Zu erledigende Aufgaben →
1. Welcher Kirche gehört laut Textauszug die Verfasserin des ersten Kommentars an?
2. Nenne alle „unverhandelbaren Prinzipien“, die der Textauszug als vom Heiligen Vater für Katholiken definiert aufführt.
3. Führe den Textauszug über die „unverhandelbaren Prinzipien“ nach seinem letzten Satz weiter.

Textauszug →
□ □ □ □
Sehr geehrter Herr Lohmann,
der Definition der in Kommentar(1)genannten "unverhandelbaren Prinzipien" stimme ich als Angehörige einer evangelischen Freikirche ebenfalls zu, weil sie biblisch und daher christlich
ist. Meines Erachtens ist die Zeit soweit forgeschritten, dass ein Schulterschluss aller Christen über Denominationsgrenzen hinweg angesagt ist, um pro Gesellschaft politisch wirksam "Salz und Licht" zu sein.

Mit freundlichen Grüßen
Friederike Rettelbach

Gravatar: Paul Herzog von Oldenburg

Lieber Herr Lohmann!
Es ist gut, daß Sie eine Pro-Bewegung sein wollen. Für das katholische Profil. Darüber wird sich der Heilige Vater freuen, der die "unverhandelbaren Prinzipien" für uns Katholiken definiert hat: Das Leben beginnt mit der Empfängnis und endet mit dem natürlichen Tod; die Familie ist die Keimzelle der Gesellschaft und verdient besonderen Schutz; eine Ehe ist die Verbindung zwischen einem Mann und einer Frau. Der Staat ist auch dem Schutz der traditionellen Ehe gegenüber verpflichtet und darf den Ehebegriff nicht aufweichen.
□ □ □ □
Vorliegende Daten →
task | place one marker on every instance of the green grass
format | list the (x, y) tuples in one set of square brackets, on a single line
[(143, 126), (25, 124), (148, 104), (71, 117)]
□ □ □ □
Antworten je Aufgabe →
1. Einer evangelischen Freikirche.

2.
- Das Leben beginnt mit der Empfängnis und endet mit dem natürlichen Tod.
- Die Familie ist die Keimzelle der Gesellschaft und verdient besonderen Schutz.
- Eine Ehe ist die Verbindung zwischen einem Mann und einer Frau.

3.
Die neue Familienministerin ist diesbezüglich auf Abwegen. Sie will die Rechte von homosexuellen Partnerschaften stärken. Dies geht zu ungunsten der Ehe und fördert einen widernatürlichen Lebensstil, wie es die katholische Kirche sieht.
Wir Katholiken erwarten also Ihren lebhaften Widerstand zugunsten katholischer Überzeugungen.